## Packages

In [1]:
import os.path as osp
from pathlib import Path
from time import time

import numpy as np
import pandas as pd
import librosa

from IPython.display import Audio

## Arguments & User Defined Functions

In [18]:
min_words = 40
wavs_dir = "../wavs2/"
target_sr = 16000
transcripts_path = "../outputs/all_transcripts_v2.csv"
transcripts = pd.read_csv(transcripts_path)
print(transcripts.shape)

(111714, 9)


In [11]:
def play_audio(signal, rate):
    return Audio(data=signal, rate=rate)

## Collect All Transcripts

In [12]:
wavs = [path for path in Path(wavs_dir).rglob("*.wav")]
print("WAV Files:", len(wavs))

WAV Files: 488


In [19]:
data = (
    transcripts.loc[
        (transcripts["word_count"] >= min_words)
        & (transcripts["speaker_role"] == "scotus_justice")
    ]
    .copy()
    .reset_index(drop=True)
)

print(data.shape)
data["start_idx"] = np.floor(data["start"] * target_sr).astype(int)

··········

## Work to do
1 > From the notebook above, reproduce the code word for word, beginning at the words "from IPython.display import" and stopping after the words "(111714, 9)".
2 > Summarize the notebook above in two sentences.
3 > In the notebook above, how many WAV files does the code report finding?

## Source excerpt
··········

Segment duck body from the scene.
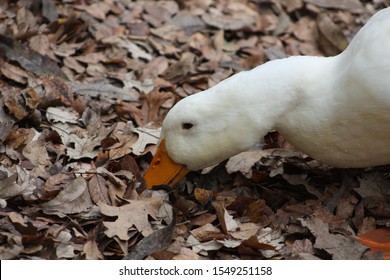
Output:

··········

## Task-by-task results
1 >
from IPython.display import Audio

## Arguments & User Defined Functions

In [18]:
min_words = 40
wavs_dir = "../wavs2/"
target_sr = 16000
transcripts_path = "../outputs/all_transcripts_v2.csv"
transcripts = pd.read_csv(transcripts_path)
print(transcripts.shape)

(111714, 9)

2 > The notebook imports packages including numpy, pandas and librosa, sets a minimum of 40 words and a target sample rate of 16000, and loads a transcripts CSV of 111714 rows and 9 columns. It counts 488 WAV files in the wavs directory, keeps transcripts with at least the minimum word count whose speaker role is "scotus_justice", and computes a start index from each start time and the target sample rate.

3 > 488